#### Requirements:
Extract the text of every entry below exactly; leave images out.

#### Exercise inputs:
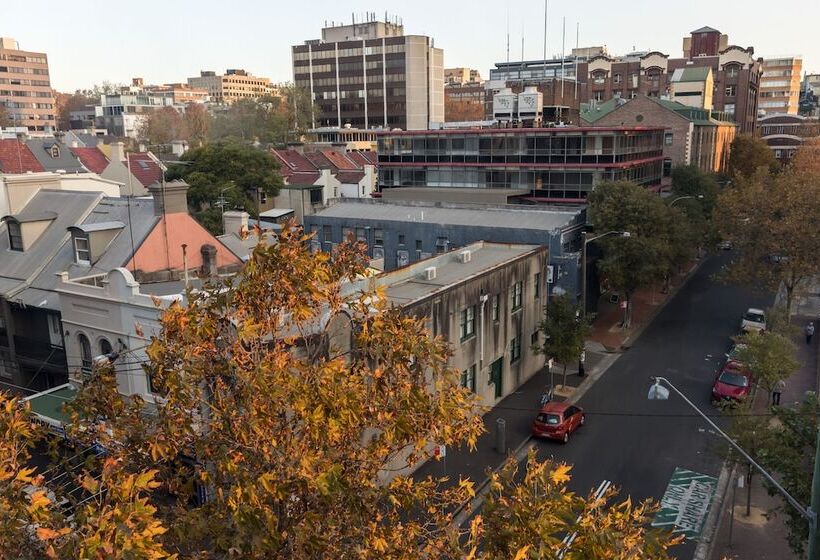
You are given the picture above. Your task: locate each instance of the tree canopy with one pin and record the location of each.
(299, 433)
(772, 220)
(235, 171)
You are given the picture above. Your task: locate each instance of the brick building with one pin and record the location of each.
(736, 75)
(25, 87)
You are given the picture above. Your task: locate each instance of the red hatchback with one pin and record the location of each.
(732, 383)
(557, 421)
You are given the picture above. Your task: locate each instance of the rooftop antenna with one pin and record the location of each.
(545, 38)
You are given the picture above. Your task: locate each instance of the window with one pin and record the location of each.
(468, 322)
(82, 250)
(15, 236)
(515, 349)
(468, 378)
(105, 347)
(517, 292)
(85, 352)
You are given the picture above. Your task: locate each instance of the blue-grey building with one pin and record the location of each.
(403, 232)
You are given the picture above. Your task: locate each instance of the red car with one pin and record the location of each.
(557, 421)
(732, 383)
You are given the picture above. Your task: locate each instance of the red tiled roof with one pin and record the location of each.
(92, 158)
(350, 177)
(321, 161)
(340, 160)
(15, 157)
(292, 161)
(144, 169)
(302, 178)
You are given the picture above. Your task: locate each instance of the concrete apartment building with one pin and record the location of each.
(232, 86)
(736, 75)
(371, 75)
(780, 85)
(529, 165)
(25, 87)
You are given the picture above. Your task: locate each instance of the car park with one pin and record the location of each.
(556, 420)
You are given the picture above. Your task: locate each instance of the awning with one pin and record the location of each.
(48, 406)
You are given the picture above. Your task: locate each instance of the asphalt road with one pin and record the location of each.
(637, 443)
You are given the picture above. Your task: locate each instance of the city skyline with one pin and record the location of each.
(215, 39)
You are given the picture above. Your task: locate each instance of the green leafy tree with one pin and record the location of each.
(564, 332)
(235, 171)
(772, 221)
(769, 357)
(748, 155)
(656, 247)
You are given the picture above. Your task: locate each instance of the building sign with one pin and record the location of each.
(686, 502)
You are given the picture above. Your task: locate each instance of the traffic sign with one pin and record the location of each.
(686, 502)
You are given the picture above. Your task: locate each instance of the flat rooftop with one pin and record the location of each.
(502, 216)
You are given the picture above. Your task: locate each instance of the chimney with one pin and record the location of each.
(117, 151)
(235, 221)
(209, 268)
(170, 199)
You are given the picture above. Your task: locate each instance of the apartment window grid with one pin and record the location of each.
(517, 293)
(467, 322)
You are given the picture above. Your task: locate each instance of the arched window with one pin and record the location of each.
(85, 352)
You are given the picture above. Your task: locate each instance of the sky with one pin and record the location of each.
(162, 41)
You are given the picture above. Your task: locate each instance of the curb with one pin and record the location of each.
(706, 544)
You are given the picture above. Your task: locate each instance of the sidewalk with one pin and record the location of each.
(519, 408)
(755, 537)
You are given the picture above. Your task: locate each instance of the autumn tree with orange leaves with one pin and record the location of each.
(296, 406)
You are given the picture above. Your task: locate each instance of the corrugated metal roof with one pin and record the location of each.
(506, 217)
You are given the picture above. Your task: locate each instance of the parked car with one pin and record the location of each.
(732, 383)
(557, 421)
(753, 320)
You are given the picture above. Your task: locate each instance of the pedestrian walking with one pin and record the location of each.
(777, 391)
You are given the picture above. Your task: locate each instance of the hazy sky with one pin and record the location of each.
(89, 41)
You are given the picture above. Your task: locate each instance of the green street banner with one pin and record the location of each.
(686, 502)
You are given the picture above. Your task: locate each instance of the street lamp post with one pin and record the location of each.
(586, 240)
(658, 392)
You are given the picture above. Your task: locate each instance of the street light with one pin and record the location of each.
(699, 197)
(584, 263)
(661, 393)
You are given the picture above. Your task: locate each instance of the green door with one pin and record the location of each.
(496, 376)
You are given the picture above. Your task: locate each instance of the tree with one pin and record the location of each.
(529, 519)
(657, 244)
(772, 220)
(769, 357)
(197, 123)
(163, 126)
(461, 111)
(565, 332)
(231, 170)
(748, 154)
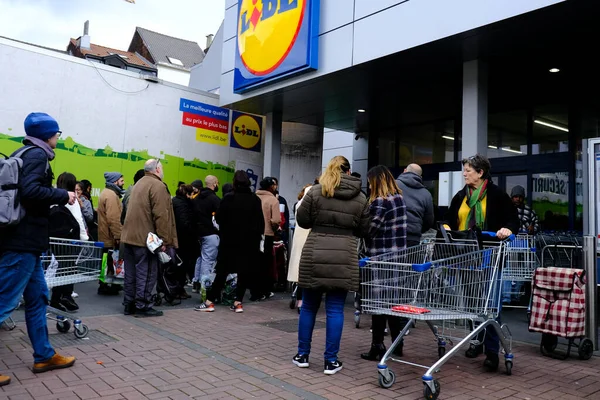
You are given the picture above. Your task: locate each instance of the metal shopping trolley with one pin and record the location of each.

#### Exercise answer:
You are given the picture above. Your task: locate each instance of the tree canopy with one pin and record the location of each.
(299, 433)
(772, 220)
(235, 171)
You are given the picture above. Your task: locate each instance of the brick building with one pin and record the location of each.
(736, 75)
(25, 87)
You are given the picture above. Your task: locate each instance of the red hatchback with one pin and record the location of each.
(732, 383)
(557, 421)
You are given the picture above. Your task: locate each instance of the rooftop antenna with one pin and record the location of each.
(545, 38)
You are given the picture above. Your task: locate each instance of the window with one pin and record the location of each.
(468, 322)
(82, 250)
(15, 236)
(515, 349)
(468, 378)
(105, 347)
(517, 292)
(85, 352)
You are given the picture above. Your task: locate each instance of the blue-grey building with one pin and record the location of each.
(403, 232)
You are given the picture above. Your task: locate each instance of the red car with one pin and record the location of each.
(557, 421)
(732, 383)
You are given the picture above. Your task: locate each instance of the red tiled roof with one pin and record the location of each.
(92, 158)
(350, 177)
(321, 161)
(340, 160)
(15, 157)
(292, 161)
(144, 169)
(302, 178)
You are given the picture above. Your task: locate each instance of the concrete apartment building with one pin and record the location of each.
(232, 86)
(736, 75)
(371, 75)
(780, 85)
(529, 165)
(25, 87)
You are given the picture above. Your task: locate each instance of the car park with one pin and record the location of each.
(556, 420)
You are given the picture above. Your task: locate each instance of the awning with one pin and record the location of each.
(48, 406)
You are given the picture above. Your task: locate each instance of the asphalt road with one pin and record the location of each.
(637, 443)
You are given the picture above. Your task: locate each instance of the city skyline with one pin and record the location of each.
(215, 39)
You are given the picture above. Your task: locate each instance of the green leafy tree with one pin and record the location of each.
(564, 332)
(235, 171)
(772, 221)
(769, 357)
(748, 155)
(656, 247)
You are given the picture above. Your task: locate each instance of the building sign with one pin and record the location of each.
(686, 502)
You are given the picture above. Your task: locate each instance of the traffic sign with one pin and record the location of each.
(686, 502)
You are given the picture above. Your task: locate each instance of the flat rooftop with one pin and record the location of each.
(502, 216)
You are given the picture above. Your task: locate each instance of the chimney with one pin and record the location of each.
(117, 151)
(235, 221)
(209, 268)
(170, 199)
You are given the picture above. Your task: locate each instance of the apartment window grid with one pin and record the location of each.
(517, 293)
(467, 322)
You are given the picture above. Your task: locate each instance of the arched window with one pin and record the location of each.
(85, 352)
You are given the picture above. Your task: locate each instance of the sky with one pin and record the location of each.
(162, 41)
You are given the picture above. Your task: locate each instance of the curb with one pin and record the location of each.
(706, 544)
You are given the picture above. Your task: locate each instance of the sidewalk with one pin and record the location of each.
(519, 408)
(755, 537)
You are given the picture above. Your task: locate each instance of the autumn tree with orange leaves with one pin and record the location of each.
(296, 406)
You are given the picture above. Your task: locate each instance of the corrugated metal roof with one pin and record the location of each.
(506, 217)
You are given the picture above. Your task: locate each instance of the parked car with one pin and record the location of each.
(732, 383)
(557, 421)
(753, 320)
You are given the picture above. Your task: locate each instance of the pedestrian walking with one pin and record the location of each.
(777, 391)
You are given the picture above. Your task: locate each instance of the hazy sky with one pin and record the location of each.
(89, 41)
You are given the picture above. Your task: locate each instance of the green street banner with one pin and record the location of each.
(686, 502)
You are given the picture above. Your task: locate each instance of the street lamp post with one pin and record the location of each.
(586, 240)
(658, 392)
You are given the picture above. Your task: locate each instance of the street light with one pin and record the location of each.
(699, 197)
(584, 263)
(661, 393)
You are given the picture above. Your task: locate each instance of the green door with one pin and record the location of each.
(496, 376)
You are given the picture above. Your task: locate each instance of the tree with one pin and record the location of each.
(529, 519)
(657, 244)
(772, 220)
(769, 357)
(197, 123)
(163, 126)
(461, 111)
(565, 332)
(231, 170)
(748, 154)
You are given the picture above. Your task: locate each instance of the metal shopping trolley with one pin and record the location of each.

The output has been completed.